• **Dataset rows**
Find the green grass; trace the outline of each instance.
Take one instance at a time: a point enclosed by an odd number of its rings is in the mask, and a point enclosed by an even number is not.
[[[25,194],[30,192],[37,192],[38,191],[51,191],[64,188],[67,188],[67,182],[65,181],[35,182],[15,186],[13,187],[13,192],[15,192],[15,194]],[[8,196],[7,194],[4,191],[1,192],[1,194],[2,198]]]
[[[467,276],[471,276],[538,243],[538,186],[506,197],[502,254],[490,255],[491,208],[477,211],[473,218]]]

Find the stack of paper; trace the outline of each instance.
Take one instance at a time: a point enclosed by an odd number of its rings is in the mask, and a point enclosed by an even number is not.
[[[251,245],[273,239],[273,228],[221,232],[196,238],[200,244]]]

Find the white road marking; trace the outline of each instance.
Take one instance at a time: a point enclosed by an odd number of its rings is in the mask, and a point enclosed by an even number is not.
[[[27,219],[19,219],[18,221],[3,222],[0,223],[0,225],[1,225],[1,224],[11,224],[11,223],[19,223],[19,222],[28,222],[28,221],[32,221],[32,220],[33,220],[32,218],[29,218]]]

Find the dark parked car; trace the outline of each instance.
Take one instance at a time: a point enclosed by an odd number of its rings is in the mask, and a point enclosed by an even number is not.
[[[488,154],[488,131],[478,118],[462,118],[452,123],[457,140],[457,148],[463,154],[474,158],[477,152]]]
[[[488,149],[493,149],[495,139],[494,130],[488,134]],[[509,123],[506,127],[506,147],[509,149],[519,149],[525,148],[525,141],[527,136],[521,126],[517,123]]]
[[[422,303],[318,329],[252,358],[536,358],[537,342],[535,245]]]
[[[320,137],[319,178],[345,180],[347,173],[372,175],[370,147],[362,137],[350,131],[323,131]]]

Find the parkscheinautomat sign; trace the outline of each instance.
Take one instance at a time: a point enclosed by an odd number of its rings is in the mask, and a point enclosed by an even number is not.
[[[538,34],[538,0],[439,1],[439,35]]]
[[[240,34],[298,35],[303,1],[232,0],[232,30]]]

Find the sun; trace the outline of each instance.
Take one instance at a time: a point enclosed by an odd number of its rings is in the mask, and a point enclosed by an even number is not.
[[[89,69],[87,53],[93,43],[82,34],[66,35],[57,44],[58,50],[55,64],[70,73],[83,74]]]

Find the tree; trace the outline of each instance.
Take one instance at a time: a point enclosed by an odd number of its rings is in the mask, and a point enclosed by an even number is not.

• **Objective**
Reproduce all of the records above word for word, with every line in its original order.

• **The response**
Find the green grass; trace the outline of each instance.
Take one instance at a time: a point enclosed by an odd number of its rings is in the mask, and a point enclosed by an even number is not.
[[[25,194],[30,192],[37,192],[38,191],[51,191],[64,188],[67,188],[67,182],[65,181],[35,182],[15,186],[13,187],[13,192],[15,192],[15,194]],[[8,196],[7,194],[4,191],[1,192],[1,194],[2,198]]]
[[[467,276],[471,276],[538,243],[538,186],[506,197],[502,254],[490,255],[491,208],[477,211],[473,218]]]

Find the stack of paper; trace the outline of each instance.
Take one instance at a time: a point enclosed by an odd number of its rings is in the mask, and a point enclosed by an even number is not.
[[[251,245],[273,239],[273,228],[221,232],[196,238],[200,244]]]

Find the white road marking; trace the outline of each instance.
Take one instance at a time: a point enclosed by an odd number of its rings is in the mask, and a point enclosed by an even number is not.
[[[27,219],[19,219],[18,221],[3,222],[0,223],[0,225],[1,225],[1,224],[11,224],[11,223],[19,223],[19,222],[28,222],[28,221],[32,221],[32,220],[33,220],[32,218],[29,218]]]

Find the dark parked car; trace the outline of each instance.
Take one instance at a time: a point enclosed by an odd number of its rings is in the mask, and a point enclosed by an even number is not.
[[[488,154],[488,131],[478,118],[462,118],[452,123],[457,140],[457,148],[463,154],[474,158],[477,152]]]
[[[488,149],[493,149],[495,139],[494,130],[488,134]],[[509,123],[506,127],[506,147],[509,149],[519,149],[525,148],[525,141],[527,136],[521,126],[517,123]]]
[[[422,303],[318,329],[252,358],[536,358],[537,342],[535,245]]]
[[[320,137],[319,178],[345,180],[347,173],[372,175],[370,147],[362,137],[350,131],[323,131]]]

Find the parkscheinautomat sign; trace the outline of each instance.
Take one instance at a time: a point enclosed by an odd number of its rings is in the mask, and a point enclosed by an even number is not.
[[[538,34],[538,0],[439,1],[439,35]]]
[[[240,34],[298,35],[303,1],[232,0],[232,30]]]

Find the sun; trace the outline of each instance.
Take one instance at a time: a point enclosed by an odd number of its rings is in the mask, and a point enclosed by an even number is not.
[[[89,69],[87,53],[93,43],[82,34],[66,35],[57,44],[58,50],[55,64],[70,73],[83,74]]]

Find the tree; trace the outline of each instance.
Take one instance at a time: a point enclosed by an odd number of its rings is in the mask, and a point enclosed by an even number is not.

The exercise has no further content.